* [Исходный отрывок]
* * * * *

Сестра Зегжды Л. А. Баранова запомнила, как выглядел Хармс когда он пришел к ним в гости весной 1923 года:

«На нем все было выдержано в бежево-коричневых тонах — клетчатый пиджак, рубашка с галстуком, брюки гольф, длинные клетчатые носки и желтые туфли на толстой подошве. Во рту Даня обычно держал небольшую трубку, видимо, для оригинальности, т. к. я не помню, чтобы из нее шел дым».

А вот таким запомнила его другая соученица по Детскому Селу М. П. Семенова-Руденская: «Был с самого начала не похож на других. Был одет в коричневый в крапинку костюм, в брюках до колен, гольфах и огромных ботинках. Он казался совсем взрослым молодым человеком. Пиджак его был расстегнут и виднелся жилет из той же ткани, что и костюм, а в маленький карманчик жилета спускалась цепочка от часов, на которой, как мы узнали впоследствии, висел зуб акулы».

Именно во время учебы в школе Хармс начал сочинять стихи — к ужасу своей тети, он сочинил тогда забавный каламбурный однострок «задам по задам за дам». Тогда же начали формироваться его авангардные пристрастия в поведении: стремление выделиться внешне, почти изысканная необычность в одежде. Л. Баранова и Н. Зегжда приводят по памяти четверостишие, которое, видимо, является первым дошедшим до нас стихотворением Хармса:

Скоро ль шаровары позовут татарина,
Да книксен, полька, вальса тур.
‹вариант: Да книксен, кукла польки тур›
Нам ‹вариант: мне› ли петухами кикапу подарено,
Да чирики-боярики, да пальцем в пуп.

Это стихотворение произносилось речитативом, на манер польки. В нем наглядно проявляется один из истоков поэзии Хармса — городской фольклор с его скороговорками, частушками, абсурдными по смыслу, но привлекательными по звучанию песенками. Любил Хармс также играть в абсурдное буриме или, как его тогда называли, «стихотворную чепуху» — когда каждый участник игры должен был дописывать в сочиняемое стихотворение поочередно по одной строчке, так, чтобы получилась смешная бессмыслица.

* * * * *

* [Исходные строки]
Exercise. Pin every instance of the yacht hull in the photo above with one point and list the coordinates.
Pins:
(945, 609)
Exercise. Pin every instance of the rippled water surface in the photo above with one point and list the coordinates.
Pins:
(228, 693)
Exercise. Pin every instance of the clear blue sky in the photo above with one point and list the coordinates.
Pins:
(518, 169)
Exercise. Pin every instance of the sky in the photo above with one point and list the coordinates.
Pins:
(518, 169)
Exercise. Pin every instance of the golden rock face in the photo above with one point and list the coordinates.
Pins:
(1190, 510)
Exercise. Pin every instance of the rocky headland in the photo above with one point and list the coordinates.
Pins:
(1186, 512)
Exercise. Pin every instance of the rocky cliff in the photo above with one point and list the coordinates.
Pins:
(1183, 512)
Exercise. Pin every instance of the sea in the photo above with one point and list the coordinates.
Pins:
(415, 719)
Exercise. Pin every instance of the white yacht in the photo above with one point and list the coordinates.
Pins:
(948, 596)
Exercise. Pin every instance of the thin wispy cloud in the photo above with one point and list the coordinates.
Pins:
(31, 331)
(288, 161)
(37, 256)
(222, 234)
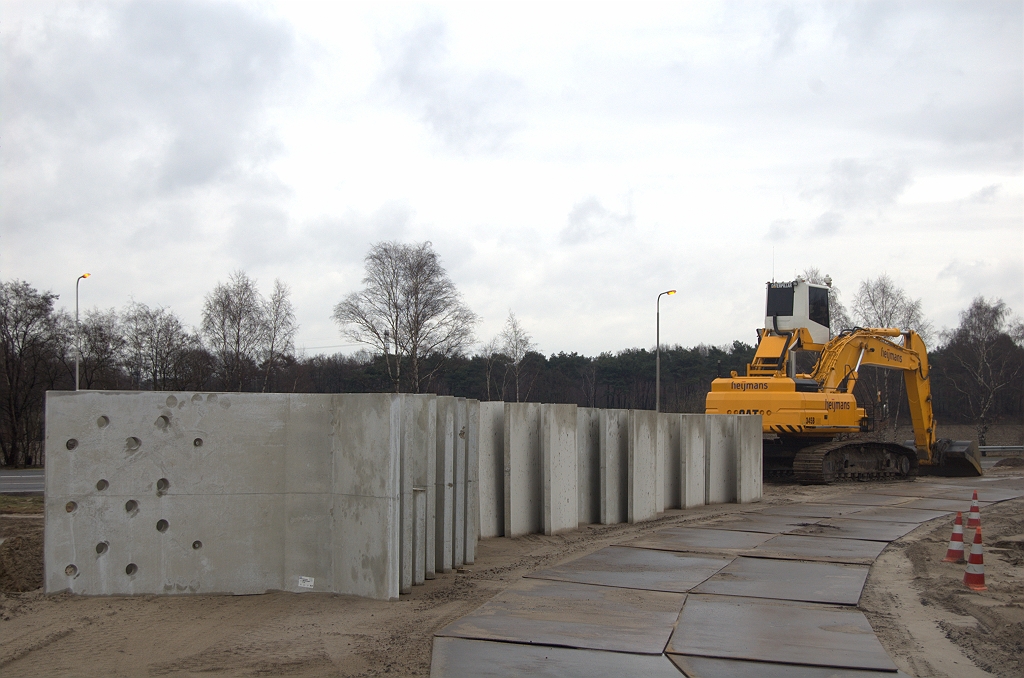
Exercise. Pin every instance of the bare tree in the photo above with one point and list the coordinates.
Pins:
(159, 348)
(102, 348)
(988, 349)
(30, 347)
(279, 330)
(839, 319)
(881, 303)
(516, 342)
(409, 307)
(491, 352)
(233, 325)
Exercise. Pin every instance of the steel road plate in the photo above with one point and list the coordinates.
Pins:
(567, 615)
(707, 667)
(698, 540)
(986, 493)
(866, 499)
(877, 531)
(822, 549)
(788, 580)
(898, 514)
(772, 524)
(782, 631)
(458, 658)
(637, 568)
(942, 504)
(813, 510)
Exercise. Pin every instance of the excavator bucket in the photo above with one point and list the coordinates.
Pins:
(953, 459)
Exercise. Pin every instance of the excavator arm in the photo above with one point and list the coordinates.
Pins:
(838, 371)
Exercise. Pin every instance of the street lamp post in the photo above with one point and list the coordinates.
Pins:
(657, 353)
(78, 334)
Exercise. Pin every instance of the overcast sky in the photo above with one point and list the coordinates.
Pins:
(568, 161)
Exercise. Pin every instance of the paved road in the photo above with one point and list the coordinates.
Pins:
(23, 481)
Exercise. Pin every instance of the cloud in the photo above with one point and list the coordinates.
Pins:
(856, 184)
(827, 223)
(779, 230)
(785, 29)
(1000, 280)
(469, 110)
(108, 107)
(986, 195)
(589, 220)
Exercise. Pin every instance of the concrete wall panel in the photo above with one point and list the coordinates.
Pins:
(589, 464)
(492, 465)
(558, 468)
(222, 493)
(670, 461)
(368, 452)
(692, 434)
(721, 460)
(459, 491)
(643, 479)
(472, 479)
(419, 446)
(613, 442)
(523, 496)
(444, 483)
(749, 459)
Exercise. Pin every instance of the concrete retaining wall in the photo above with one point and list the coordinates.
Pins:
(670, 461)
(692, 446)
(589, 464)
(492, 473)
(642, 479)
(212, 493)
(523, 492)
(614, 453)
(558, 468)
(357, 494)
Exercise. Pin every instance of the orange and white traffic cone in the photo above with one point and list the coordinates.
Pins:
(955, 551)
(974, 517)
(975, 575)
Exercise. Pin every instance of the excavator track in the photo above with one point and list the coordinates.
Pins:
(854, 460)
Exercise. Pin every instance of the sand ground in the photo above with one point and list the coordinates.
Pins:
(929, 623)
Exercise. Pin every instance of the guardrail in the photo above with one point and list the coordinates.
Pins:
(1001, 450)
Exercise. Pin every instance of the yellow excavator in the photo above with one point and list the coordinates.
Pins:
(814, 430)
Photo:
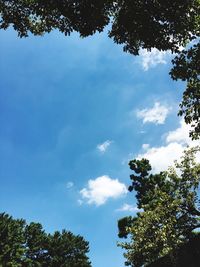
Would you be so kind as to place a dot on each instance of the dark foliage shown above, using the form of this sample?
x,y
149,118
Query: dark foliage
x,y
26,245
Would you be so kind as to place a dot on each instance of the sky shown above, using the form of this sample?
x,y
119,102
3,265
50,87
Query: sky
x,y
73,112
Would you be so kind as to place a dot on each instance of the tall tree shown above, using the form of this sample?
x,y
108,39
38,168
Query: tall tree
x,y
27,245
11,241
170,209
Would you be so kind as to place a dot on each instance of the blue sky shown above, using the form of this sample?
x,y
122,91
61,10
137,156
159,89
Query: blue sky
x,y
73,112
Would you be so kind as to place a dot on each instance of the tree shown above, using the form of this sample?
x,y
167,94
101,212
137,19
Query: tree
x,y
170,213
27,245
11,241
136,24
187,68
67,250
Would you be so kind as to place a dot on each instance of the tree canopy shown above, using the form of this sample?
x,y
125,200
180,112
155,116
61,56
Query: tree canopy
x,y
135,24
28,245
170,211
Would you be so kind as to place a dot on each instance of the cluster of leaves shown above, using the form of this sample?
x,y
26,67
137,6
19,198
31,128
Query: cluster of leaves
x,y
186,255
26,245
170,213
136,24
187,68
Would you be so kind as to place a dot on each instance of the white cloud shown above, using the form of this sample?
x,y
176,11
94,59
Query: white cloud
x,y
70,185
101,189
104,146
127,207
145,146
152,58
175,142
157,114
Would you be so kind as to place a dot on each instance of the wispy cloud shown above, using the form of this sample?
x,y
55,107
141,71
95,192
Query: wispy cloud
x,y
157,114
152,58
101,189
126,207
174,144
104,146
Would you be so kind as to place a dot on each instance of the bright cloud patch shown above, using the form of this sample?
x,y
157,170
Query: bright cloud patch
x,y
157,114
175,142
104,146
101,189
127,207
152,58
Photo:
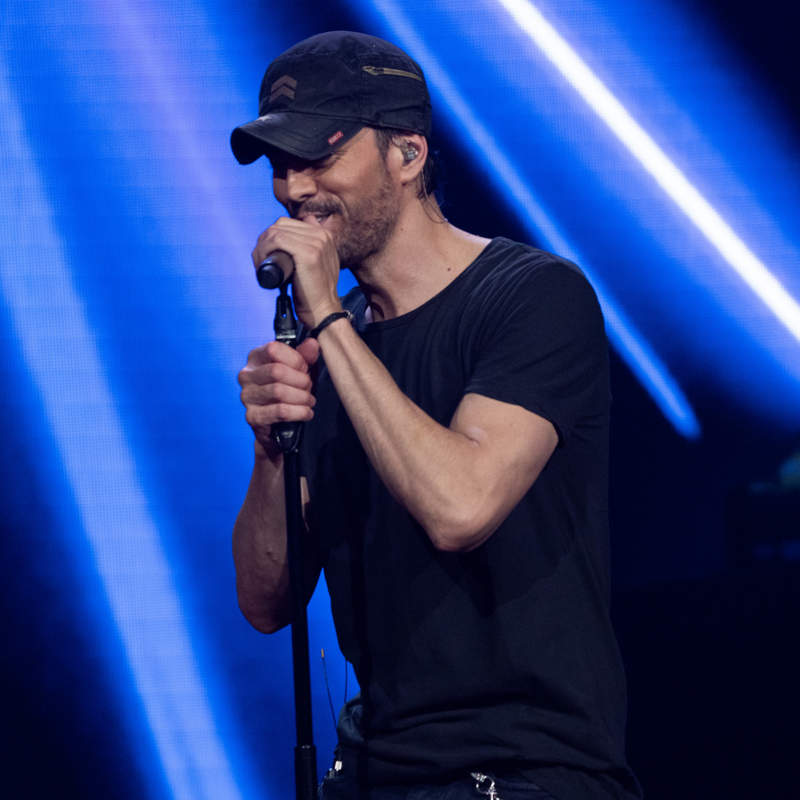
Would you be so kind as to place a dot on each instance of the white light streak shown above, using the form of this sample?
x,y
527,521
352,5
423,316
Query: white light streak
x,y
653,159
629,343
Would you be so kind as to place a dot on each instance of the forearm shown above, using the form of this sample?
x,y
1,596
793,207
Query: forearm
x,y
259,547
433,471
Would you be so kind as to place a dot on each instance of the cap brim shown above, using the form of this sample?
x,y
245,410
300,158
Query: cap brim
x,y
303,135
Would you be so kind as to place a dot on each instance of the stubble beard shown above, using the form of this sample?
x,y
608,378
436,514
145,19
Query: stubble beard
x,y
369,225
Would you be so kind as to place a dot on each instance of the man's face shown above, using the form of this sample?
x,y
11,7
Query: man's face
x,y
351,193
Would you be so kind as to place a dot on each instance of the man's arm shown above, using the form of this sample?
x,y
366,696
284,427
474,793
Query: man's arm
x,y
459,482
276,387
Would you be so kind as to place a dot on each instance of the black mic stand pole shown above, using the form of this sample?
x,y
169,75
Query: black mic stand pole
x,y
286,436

* * * * *

* [Письменное задание 1] Что, по воспоминаниям Семеновой-Руденской из отрывка, висело на цепочке от часов Хармса?
* [Письменное задание 2] Замените, пожалуйста, "place a dot" на "put a point" в строках от той, где есть "of the stubble", до конца строк включительно. Выведите только эти строки, ничего больше не меняя.

* [Верный ответ 1] Зуб акулы.

* [Верный ответ 2]
Would you be so kind as to put a point on each instance of the stubble beard shown above, using the form of this sample?
x,y
608,378
436,514
145,19
Query: stubble beard
x,y
369,225
Would you be so kind as to put a point on each instance of the man's face shown above, using the form of this sample?
x,y
11,7
Query: man's face
x,y
351,193
Would you be so kind as to put a point on each instance of the man's arm shown above, using the form of this sample?
x,y
366,696
284,427
474,793
Query: man's arm
x,y
459,482
276,387
Would you be so kind as to put a point on each instance of the black mic stand pole shown above, using the form of this sample?
x,y
169,75
Query: black mic stand pole
x,y
286,436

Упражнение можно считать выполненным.